BRIEF:
Repeat every one of the items below word for word, leaving the pictures out of your answer.

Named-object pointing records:
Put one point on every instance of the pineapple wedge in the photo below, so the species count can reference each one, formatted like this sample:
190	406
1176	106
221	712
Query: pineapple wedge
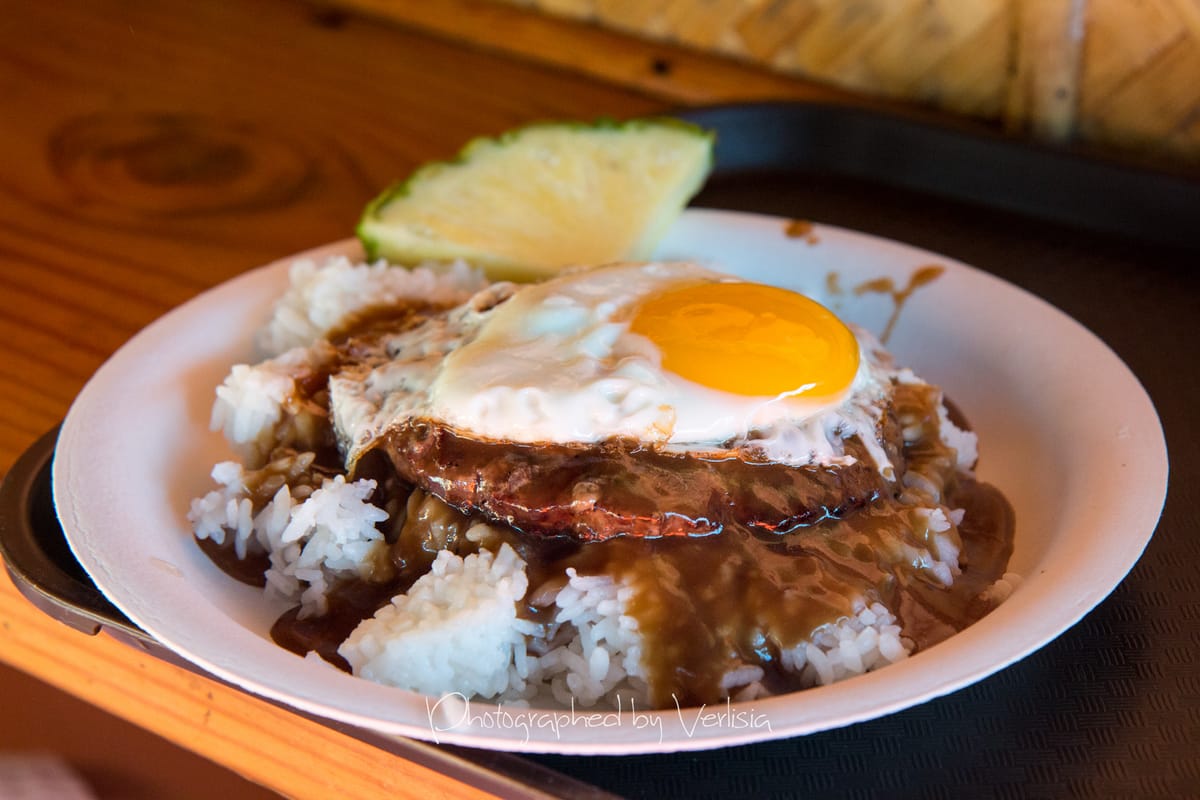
544	197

RESULT OF THE TASK:
Put one point on every instance of the pineapple wedge in the photo below, so the species count can reference each one, formatted like this sample:
190	406
1176	106
221	712
Query: pineapple wedge
544	197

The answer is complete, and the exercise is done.